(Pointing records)
● ● ● ●

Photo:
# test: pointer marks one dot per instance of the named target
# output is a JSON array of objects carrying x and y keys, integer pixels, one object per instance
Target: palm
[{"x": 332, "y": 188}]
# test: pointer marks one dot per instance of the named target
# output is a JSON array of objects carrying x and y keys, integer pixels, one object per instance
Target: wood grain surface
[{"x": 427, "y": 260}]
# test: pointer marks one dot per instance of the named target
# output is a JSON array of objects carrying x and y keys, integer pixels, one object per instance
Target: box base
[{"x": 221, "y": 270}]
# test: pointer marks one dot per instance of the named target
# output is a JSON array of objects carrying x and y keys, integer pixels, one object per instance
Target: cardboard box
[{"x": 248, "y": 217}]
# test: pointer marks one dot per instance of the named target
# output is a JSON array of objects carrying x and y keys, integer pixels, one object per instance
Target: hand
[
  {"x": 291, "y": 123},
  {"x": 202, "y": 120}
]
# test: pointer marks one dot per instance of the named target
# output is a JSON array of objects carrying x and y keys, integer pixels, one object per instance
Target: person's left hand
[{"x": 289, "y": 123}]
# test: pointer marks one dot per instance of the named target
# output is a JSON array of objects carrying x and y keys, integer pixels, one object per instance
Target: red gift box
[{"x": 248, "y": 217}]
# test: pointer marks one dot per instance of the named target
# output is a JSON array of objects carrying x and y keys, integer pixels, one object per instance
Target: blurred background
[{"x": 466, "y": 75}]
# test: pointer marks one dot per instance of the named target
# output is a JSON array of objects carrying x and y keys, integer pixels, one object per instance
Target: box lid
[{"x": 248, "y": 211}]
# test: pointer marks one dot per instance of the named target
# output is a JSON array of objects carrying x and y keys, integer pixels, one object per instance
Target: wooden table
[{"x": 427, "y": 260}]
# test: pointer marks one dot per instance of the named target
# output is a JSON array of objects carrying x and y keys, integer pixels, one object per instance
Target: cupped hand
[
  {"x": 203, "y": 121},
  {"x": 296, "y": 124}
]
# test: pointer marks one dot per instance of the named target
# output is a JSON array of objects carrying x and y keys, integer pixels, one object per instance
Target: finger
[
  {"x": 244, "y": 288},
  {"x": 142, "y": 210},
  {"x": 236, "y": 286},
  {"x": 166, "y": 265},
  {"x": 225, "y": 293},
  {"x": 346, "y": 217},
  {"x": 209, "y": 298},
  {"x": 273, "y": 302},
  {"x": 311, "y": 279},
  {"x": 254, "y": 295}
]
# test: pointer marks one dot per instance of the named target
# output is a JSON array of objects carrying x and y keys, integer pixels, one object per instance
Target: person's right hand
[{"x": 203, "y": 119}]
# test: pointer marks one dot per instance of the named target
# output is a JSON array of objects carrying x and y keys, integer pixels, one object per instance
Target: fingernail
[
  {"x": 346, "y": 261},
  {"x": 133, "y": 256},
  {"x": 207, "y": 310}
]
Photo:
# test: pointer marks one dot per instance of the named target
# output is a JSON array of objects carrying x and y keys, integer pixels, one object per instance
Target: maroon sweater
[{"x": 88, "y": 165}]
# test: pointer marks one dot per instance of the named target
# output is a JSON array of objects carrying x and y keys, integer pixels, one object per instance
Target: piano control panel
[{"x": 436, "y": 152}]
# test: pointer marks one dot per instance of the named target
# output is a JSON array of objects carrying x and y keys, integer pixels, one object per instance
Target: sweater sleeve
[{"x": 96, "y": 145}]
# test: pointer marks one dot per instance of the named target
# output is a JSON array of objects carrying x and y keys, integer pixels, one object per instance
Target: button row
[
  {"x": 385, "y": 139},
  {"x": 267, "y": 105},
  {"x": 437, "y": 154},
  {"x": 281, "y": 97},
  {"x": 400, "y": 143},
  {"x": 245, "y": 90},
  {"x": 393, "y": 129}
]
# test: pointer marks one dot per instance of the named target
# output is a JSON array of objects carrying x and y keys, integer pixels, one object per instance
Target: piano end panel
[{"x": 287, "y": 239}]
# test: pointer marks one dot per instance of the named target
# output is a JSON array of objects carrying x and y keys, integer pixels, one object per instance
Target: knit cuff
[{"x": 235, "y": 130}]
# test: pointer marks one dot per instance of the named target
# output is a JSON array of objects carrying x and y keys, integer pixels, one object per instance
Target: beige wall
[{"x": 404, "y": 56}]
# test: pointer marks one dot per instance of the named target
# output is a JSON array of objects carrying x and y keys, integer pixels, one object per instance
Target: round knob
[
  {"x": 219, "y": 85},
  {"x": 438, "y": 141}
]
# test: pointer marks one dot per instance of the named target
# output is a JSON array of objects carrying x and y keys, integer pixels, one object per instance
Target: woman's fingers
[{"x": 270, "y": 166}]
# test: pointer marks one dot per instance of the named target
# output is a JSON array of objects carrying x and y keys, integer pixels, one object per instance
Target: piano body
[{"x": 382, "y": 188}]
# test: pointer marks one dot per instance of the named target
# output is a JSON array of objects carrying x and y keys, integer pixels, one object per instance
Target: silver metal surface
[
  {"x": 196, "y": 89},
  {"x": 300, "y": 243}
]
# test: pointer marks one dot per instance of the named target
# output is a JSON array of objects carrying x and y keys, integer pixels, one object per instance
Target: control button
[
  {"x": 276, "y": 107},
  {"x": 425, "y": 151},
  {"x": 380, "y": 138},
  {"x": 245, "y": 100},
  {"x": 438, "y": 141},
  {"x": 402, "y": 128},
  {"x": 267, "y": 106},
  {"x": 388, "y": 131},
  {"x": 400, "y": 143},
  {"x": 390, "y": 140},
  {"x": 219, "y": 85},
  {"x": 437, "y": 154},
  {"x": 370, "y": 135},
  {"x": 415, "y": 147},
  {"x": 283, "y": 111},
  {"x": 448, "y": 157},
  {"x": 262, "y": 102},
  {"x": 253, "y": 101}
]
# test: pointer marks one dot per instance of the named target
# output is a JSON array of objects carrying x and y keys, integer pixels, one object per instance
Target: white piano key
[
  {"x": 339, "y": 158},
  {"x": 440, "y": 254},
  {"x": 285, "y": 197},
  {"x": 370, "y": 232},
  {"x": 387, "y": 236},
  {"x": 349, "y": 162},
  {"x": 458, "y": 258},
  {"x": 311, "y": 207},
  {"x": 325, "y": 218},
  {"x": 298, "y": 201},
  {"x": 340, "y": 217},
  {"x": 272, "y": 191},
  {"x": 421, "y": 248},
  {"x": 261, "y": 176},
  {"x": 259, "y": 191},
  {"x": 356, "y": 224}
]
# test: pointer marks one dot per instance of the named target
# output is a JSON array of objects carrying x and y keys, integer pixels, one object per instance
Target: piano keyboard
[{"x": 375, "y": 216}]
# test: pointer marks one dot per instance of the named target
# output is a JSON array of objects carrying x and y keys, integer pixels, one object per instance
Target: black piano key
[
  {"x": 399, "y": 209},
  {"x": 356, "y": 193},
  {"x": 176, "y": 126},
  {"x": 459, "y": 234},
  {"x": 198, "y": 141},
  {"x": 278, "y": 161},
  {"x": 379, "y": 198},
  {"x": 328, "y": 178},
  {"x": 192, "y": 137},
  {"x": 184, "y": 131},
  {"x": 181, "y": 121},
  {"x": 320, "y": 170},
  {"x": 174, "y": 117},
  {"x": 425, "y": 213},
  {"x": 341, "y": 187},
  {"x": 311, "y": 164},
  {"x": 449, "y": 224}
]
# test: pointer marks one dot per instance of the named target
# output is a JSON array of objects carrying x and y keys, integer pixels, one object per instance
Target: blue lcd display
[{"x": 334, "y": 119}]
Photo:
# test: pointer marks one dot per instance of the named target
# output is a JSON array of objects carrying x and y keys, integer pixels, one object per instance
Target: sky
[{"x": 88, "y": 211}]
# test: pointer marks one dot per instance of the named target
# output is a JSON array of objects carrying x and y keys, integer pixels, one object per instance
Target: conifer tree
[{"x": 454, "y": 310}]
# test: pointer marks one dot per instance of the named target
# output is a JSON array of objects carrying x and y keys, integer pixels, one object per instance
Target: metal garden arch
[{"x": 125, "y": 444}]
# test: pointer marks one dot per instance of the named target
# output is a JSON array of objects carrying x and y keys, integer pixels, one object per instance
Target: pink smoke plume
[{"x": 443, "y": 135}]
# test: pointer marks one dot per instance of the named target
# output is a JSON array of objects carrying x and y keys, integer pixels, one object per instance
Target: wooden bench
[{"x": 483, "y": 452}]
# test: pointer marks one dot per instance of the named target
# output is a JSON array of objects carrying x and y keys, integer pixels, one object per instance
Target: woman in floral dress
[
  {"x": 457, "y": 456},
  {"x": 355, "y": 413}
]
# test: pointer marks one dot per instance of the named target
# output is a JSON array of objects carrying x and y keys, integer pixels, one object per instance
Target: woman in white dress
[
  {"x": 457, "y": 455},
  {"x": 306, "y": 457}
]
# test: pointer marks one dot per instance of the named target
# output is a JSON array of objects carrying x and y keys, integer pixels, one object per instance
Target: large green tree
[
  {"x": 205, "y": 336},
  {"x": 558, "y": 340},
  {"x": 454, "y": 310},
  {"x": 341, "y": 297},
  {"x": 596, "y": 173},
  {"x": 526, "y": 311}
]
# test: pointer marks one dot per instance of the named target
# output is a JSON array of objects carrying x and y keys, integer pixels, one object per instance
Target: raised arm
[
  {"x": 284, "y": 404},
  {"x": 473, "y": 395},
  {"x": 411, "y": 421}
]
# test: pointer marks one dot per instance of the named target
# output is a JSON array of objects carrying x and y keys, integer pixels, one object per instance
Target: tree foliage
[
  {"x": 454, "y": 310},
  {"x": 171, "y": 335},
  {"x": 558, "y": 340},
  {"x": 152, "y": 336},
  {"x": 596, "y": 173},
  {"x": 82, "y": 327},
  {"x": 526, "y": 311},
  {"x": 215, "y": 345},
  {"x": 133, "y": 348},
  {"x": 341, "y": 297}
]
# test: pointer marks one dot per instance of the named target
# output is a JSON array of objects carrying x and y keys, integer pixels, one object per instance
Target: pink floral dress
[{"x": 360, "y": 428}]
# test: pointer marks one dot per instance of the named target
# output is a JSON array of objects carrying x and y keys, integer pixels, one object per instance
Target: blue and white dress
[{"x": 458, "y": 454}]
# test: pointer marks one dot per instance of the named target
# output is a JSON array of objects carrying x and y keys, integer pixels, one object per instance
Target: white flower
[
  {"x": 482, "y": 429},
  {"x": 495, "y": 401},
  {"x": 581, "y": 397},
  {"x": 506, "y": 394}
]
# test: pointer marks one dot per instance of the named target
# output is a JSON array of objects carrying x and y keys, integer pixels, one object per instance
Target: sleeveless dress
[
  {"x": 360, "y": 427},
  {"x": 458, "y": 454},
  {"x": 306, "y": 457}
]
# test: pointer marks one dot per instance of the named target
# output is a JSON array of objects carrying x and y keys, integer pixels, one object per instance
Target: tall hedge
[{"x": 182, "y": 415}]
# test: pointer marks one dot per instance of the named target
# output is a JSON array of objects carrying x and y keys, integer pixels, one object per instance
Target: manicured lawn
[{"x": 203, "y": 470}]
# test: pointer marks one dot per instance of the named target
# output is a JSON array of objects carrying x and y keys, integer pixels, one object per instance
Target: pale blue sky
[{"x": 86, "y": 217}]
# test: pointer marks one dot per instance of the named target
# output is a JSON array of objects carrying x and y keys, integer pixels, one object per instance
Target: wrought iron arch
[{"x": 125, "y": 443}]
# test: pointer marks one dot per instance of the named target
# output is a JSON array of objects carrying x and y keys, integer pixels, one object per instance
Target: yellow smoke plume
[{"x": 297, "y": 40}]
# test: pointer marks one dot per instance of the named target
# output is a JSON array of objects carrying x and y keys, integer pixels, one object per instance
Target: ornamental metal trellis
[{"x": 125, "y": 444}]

● ● ● ●

### EXERCISE OBJECTIVE
How many lines in the rows above contain the string "piano", matching case exactly? Give only the number.

### WRITTEN ANSWER
6